-- start of Information provided --

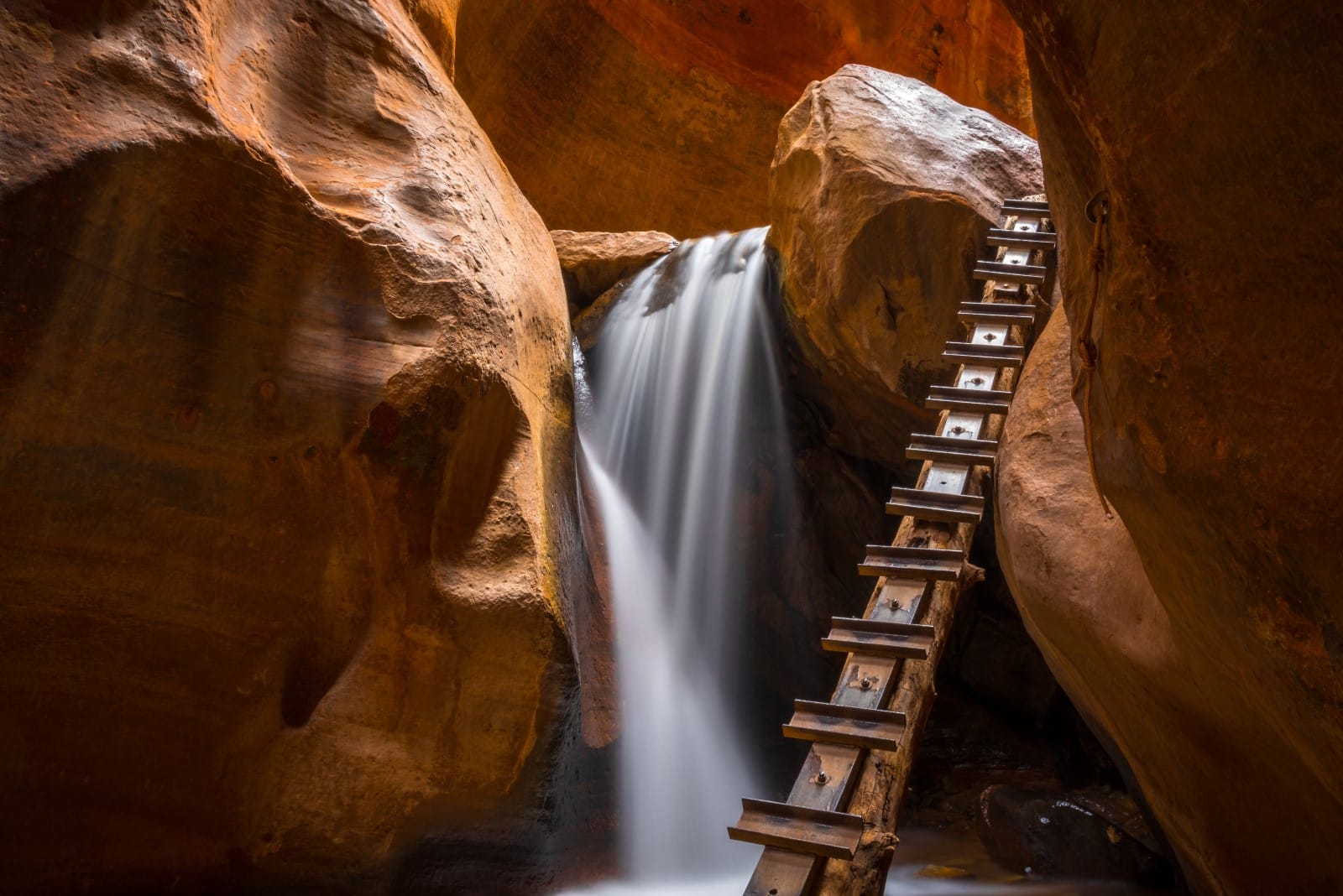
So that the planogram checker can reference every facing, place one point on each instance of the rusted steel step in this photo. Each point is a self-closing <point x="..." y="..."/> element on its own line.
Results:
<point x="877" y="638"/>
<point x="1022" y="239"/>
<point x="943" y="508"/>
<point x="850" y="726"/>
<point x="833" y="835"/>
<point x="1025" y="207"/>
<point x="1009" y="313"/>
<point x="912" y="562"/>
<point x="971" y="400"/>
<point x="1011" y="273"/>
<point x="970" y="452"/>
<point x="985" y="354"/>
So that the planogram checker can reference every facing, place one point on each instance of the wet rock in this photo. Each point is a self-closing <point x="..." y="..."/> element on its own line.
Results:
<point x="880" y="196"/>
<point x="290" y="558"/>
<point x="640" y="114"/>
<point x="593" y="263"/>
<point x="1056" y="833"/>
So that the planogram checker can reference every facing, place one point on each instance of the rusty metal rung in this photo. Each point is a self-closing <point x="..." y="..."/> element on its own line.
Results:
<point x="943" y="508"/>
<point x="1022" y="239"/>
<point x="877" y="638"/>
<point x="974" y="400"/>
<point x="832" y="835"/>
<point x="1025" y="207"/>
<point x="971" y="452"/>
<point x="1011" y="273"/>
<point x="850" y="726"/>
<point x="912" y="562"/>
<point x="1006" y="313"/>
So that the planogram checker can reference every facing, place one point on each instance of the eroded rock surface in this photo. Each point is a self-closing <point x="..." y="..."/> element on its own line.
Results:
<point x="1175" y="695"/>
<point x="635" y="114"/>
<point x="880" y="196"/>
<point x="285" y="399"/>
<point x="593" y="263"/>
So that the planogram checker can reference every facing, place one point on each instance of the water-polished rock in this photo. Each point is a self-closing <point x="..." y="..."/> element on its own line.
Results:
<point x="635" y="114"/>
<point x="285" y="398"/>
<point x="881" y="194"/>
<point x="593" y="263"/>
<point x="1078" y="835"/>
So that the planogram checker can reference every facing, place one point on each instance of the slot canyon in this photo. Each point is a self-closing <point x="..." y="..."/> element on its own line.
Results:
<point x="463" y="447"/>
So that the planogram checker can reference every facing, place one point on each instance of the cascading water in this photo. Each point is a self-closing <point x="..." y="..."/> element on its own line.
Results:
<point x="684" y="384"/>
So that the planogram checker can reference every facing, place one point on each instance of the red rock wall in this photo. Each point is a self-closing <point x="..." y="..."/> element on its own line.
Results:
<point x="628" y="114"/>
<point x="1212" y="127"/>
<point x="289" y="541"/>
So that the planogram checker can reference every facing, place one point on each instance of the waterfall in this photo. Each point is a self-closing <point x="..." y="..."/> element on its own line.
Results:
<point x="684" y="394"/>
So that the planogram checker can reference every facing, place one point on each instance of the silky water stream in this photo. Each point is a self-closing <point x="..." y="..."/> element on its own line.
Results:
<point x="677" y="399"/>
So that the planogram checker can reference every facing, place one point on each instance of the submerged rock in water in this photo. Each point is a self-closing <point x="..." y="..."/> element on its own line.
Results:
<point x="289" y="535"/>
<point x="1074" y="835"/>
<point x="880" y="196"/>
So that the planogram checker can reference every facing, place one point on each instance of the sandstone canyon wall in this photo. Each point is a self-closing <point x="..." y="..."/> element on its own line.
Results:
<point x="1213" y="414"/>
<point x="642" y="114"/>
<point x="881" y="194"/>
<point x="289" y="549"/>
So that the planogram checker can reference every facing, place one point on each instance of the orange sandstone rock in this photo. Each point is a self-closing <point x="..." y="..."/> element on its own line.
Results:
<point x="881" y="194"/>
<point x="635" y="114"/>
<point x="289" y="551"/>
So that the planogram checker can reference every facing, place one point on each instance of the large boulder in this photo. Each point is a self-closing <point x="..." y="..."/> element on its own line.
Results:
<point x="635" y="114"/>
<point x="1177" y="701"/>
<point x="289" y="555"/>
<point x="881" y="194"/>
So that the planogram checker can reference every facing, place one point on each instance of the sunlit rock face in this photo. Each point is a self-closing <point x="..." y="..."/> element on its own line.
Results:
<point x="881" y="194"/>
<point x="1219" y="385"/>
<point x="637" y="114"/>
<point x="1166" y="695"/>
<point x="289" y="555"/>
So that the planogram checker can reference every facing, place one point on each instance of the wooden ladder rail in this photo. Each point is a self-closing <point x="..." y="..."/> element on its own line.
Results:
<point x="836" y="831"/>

-- end of Information provided --

Write the records out again with "planogram checker" replaced by "shelf auditor" everywhere, changing nothing else and leaving out the pictures.

So that the shelf auditor can reference every facing, place one point on each instance of the rusted steel step in this photo. Each point is a self-closing <point x="..." y="..."/> element on its own line.
Results:
<point x="877" y="638"/>
<point x="1022" y="239"/>
<point x="943" y="508"/>
<point x="850" y="726"/>
<point x="833" y="835"/>
<point x="1025" y="207"/>
<point x="1009" y="313"/>
<point x="912" y="562"/>
<point x="971" y="400"/>
<point x="1011" y="273"/>
<point x="970" y="452"/>
<point x="985" y="354"/>
So that the shelf auditor can reference every facing, place one point on each instance of the wet rock in this photo. Each point is a self-closing <point x="..." y="..."/> element on its own line.
Results:
<point x="880" y="196"/>
<point x="290" y="558"/>
<point x="640" y="114"/>
<point x="593" y="263"/>
<point x="1056" y="833"/>
So that the shelf auditor can reference every facing, place one point on each instance of the rusty metal rung in this photo. Each point is a self-closing <point x="..." y="..."/> element on its own line.
Results:
<point x="943" y="508"/>
<point x="1022" y="239"/>
<point x="877" y="638"/>
<point x="974" y="400"/>
<point x="832" y="835"/>
<point x="1025" y="207"/>
<point x="971" y="452"/>
<point x="1011" y="273"/>
<point x="850" y="726"/>
<point x="912" y="562"/>
<point x="1006" y="313"/>
So that the shelf auditor can reference every facing, place one point on each instance of the eroded rock surface in this photo. Each point is a self-closing <point x="..." y="..."/> element on its own line.
Results:
<point x="1175" y="695"/>
<point x="635" y="114"/>
<point x="880" y="196"/>
<point x="285" y="399"/>
<point x="593" y="263"/>
So that the shelf auditor can reference every facing, place one point on each instance of the water-polished rock in this photo. Each point is a self-closing <point x="..." y="..."/> element on its own line.
Results:
<point x="635" y="114"/>
<point x="285" y="398"/>
<point x="881" y="194"/>
<point x="593" y="263"/>
<point x="1078" y="835"/>
So that the shelf auditor can reference every facing, place one point on each instance of the slot canyon in this photo. Each point is a self-closing <point x="..." y="..."/> element on its own line.
Results:
<point x="463" y="447"/>
So that the shelf auditor can reference every facing, place one point on each instance of the cascading water in this photo. Each point is a self-closing <point x="..." y="..."/> element on its own line.
Results:
<point x="684" y="384"/>
So that the shelf auditor can reference every facing, place one point on each instance of the red rock wall in this photo. Each point is a self-closing <point x="..." y="..."/> element on its own line.
Results:
<point x="628" y="114"/>
<point x="1212" y="127"/>
<point x="289" y="541"/>
So that the shelf auditor can reference every facing, place one point on each instance of the waterfall in this photo. Each point is a self-closing <point x="..." y="..."/> element on its own line.
Results:
<point x="684" y="394"/>
So that the shelf auditor can reference every facing, place one point on each instance of the silky water stream in this photo. Each point is a self-closing <point x="..." y="..."/> element on its own line.
Results:
<point x="677" y="399"/>
So that the shelf auditor can reference every facing, place one point on each instance of the submerged rock in water in this photo. Each point is a self-closing <point x="..." y="..."/> element on its own line.
Results:
<point x="289" y="535"/>
<point x="1074" y="835"/>
<point x="880" y="196"/>
So that the shelf auditor can reference every facing, place one point on each instance of the sandstone canyon wall in this photo. Each point is a self-closing <point x="..." y="..."/> element on its own line.
Results:
<point x="1213" y="414"/>
<point x="642" y="114"/>
<point x="881" y="194"/>
<point x="289" y="549"/>
So that the shelf auditor can reference every facing, place one point on each instance of the orange sandstone rock in this photo. Each point is a self-closing <point x="..." y="..."/> element on its own line.
Results:
<point x="881" y="194"/>
<point x="635" y="114"/>
<point x="289" y="551"/>
So that the shelf auditor can reference every facing, place one point on each instance of the large boulder in this photo. Each point is a self-closing <point x="..." y="..."/> element on its own line.
Results:
<point x="635" y="114"/>
<point x="1177" y="701"/>
<point x="289" y="555"/>
<point x="881" y="194"/>
So that the shelf auditor can reference every facing, place one point on each instance of the sunlit rock face in this photo. Each point is a self-closing <point x="..." y="..."/> element on its own line.
Results:
<point x="881" y="194"/>
<point x="1219" y="385"/>
<point x="637" y="114"/>
<point x="1166" y="695"/>
<point x="289" y="555"/>
So that the shelf auditor can reference every facing, place one point on each instance of the wooden ladder rail in this photo. Each point is a self-closing <point x="..." y="..."/> element on its own line.
Results:
<point x="836" y="831"/>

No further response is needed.